[Exercise brief] In the forum thread about pictures from Saturday, which kinds of images does Greg Vocks say he loves?

# Some pictures from Saturday



## roushraven (Sep 15, 2010)

Follow this link to my photobucket album of pictures from Saturday. http://s16.photobucket.com/albums/b...up%202010/

Enjoy!

RR


----------



## Greg Vocks (Jan 2, 2008)

Great pictures; I love the sepia and B&W images.


----------



## blueregal (Jan 3, 2008)

Great pics, thanks for sharing them with us! Got to see a couple parts of Marty's layout I hadn't seen before. Regal


----------



## aceinspp (Jan 2, 2008)

Thanks for the pics. nicely done. later RJD


----------



## San Juan (Jan 3, 2008)

Wow that first photo is amazing. Almost looks real


----------



## Mike Reilley (Jan 2, 2008)

A lot of them look realistic...great photos. Looks like you've got lots of ammo for the monthly photo contest. Thanks for sharing.


----------



## noelw (Jan 2, 2008)

Very nice photos.. Tks for sharing.. Yup maybe some for photo contest..


----------



## roushraven (Sep 15, 2010)

Posted By San Juan on 26 Sep 2010 10:54 AM 
Wow that first photo is amazing. Almost looks real









Amazing isn't it?!?!?! LOL










Thanks for the compliments guys; BTW I added a few more from today's runs.

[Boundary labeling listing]
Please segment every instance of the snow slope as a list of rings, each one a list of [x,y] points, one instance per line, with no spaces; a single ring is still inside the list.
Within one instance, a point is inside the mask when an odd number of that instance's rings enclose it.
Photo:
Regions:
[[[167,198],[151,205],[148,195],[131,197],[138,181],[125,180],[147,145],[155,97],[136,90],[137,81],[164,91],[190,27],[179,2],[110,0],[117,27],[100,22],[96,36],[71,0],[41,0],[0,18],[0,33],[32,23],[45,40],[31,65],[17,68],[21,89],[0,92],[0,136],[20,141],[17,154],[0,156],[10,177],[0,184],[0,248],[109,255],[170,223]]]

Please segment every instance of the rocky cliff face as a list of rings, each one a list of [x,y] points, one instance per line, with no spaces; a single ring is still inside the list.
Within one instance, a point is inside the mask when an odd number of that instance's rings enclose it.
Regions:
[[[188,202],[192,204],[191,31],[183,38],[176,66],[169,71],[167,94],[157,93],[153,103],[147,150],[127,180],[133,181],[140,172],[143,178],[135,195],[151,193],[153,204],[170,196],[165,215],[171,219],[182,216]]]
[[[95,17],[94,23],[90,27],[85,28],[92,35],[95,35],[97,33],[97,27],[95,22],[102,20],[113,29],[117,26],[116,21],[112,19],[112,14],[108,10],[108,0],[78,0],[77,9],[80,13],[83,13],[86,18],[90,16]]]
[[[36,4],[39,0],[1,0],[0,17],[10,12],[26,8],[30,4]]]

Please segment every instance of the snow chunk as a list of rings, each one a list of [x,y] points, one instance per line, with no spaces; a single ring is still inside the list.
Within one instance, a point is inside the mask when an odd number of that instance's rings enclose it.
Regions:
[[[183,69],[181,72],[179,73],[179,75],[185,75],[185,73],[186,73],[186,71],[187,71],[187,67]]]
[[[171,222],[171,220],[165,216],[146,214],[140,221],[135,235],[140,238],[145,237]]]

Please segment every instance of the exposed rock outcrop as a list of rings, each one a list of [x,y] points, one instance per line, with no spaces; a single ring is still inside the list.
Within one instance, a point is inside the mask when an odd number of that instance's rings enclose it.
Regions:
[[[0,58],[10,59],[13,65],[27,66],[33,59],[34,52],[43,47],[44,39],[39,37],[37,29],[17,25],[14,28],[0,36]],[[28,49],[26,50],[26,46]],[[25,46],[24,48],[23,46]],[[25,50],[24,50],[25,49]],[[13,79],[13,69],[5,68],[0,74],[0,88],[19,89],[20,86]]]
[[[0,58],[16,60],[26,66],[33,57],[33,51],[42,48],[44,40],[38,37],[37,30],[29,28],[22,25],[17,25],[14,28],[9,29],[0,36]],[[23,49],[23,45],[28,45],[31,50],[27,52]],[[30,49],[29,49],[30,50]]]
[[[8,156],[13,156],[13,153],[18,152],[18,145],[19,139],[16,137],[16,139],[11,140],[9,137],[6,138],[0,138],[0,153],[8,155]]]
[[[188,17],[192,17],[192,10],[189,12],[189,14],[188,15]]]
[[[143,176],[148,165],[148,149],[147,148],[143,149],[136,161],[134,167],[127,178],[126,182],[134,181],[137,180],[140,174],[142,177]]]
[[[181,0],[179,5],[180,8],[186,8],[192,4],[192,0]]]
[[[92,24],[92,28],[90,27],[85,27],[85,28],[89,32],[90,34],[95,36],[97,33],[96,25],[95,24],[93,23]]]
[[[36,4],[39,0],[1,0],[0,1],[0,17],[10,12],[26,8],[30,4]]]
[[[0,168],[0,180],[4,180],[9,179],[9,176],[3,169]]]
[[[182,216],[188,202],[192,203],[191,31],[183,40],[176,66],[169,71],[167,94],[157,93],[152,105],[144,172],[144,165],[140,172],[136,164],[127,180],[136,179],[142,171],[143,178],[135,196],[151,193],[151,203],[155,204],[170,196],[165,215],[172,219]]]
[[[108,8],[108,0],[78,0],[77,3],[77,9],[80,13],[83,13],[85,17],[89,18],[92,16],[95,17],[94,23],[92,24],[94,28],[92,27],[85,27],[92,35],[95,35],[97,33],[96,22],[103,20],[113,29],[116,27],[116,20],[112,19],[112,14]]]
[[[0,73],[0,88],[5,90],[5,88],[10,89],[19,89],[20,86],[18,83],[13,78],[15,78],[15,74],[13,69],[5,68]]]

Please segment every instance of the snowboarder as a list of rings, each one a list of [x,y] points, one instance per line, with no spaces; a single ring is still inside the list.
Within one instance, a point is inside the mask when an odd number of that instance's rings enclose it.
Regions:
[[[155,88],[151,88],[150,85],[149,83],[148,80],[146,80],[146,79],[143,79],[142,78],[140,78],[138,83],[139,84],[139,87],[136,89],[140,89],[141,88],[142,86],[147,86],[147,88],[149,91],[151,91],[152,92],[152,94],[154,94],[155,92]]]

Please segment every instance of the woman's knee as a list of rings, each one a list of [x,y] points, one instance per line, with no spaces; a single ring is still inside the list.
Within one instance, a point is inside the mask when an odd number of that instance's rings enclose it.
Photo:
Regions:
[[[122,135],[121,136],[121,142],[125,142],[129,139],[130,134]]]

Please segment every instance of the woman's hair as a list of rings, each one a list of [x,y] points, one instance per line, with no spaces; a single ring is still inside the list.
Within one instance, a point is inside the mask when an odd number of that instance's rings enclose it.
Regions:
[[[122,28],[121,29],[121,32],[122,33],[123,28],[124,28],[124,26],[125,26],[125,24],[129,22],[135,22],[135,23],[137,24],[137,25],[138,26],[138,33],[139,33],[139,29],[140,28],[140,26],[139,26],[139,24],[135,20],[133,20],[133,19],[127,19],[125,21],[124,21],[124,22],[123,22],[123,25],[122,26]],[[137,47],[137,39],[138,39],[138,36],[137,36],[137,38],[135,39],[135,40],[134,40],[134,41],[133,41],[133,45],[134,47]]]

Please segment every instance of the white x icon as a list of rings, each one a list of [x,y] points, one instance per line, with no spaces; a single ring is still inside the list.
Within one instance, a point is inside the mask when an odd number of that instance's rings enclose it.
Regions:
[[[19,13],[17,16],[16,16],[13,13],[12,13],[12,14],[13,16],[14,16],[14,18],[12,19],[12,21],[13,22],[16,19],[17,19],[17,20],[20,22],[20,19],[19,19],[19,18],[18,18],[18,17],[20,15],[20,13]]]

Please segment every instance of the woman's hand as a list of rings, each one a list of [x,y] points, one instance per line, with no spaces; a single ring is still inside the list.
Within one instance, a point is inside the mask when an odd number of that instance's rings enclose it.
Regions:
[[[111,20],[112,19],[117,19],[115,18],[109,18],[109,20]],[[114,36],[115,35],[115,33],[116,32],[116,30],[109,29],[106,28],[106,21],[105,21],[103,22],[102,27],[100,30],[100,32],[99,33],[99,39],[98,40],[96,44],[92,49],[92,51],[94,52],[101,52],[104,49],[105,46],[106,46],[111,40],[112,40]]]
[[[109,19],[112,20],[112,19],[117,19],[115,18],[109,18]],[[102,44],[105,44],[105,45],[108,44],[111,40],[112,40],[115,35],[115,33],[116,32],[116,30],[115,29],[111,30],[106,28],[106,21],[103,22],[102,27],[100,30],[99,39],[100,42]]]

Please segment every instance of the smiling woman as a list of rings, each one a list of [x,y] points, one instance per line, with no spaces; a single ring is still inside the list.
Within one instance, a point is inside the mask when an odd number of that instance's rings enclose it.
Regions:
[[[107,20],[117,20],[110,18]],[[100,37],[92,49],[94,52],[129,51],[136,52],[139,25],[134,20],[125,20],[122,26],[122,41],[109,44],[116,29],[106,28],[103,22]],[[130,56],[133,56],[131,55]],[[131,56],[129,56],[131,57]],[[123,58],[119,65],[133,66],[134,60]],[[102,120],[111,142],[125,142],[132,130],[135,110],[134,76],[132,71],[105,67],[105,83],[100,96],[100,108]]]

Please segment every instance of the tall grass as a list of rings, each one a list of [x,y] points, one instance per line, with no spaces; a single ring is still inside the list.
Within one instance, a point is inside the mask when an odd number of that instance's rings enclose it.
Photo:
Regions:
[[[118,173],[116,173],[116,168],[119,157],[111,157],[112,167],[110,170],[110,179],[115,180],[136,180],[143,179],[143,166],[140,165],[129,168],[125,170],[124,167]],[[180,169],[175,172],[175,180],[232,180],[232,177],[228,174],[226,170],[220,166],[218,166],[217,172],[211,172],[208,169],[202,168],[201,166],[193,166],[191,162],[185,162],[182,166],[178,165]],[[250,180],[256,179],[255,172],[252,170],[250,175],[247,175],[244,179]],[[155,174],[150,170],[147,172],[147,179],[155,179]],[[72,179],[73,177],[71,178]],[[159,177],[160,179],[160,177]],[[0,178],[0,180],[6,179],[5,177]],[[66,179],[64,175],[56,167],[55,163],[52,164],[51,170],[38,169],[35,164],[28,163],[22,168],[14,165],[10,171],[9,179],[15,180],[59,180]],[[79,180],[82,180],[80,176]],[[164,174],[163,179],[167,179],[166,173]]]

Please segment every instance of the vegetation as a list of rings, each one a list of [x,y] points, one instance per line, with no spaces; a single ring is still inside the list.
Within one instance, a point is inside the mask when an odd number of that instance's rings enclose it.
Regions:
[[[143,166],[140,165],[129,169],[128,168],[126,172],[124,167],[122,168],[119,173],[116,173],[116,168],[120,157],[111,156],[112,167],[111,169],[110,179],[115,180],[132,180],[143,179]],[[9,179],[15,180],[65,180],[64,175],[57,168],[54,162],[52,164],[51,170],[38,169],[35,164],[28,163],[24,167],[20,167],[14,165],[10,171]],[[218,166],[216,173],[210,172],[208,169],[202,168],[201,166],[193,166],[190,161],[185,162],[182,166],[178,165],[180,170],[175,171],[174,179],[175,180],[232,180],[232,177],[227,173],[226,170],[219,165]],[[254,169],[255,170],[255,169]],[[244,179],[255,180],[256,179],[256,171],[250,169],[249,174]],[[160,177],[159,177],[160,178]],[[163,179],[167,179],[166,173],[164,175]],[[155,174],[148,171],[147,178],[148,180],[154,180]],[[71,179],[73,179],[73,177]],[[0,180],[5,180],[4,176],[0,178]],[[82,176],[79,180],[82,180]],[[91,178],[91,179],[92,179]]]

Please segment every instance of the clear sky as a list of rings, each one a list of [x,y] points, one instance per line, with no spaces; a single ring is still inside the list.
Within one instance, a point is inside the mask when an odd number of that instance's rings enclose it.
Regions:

[Written response] The sepia and B&W images.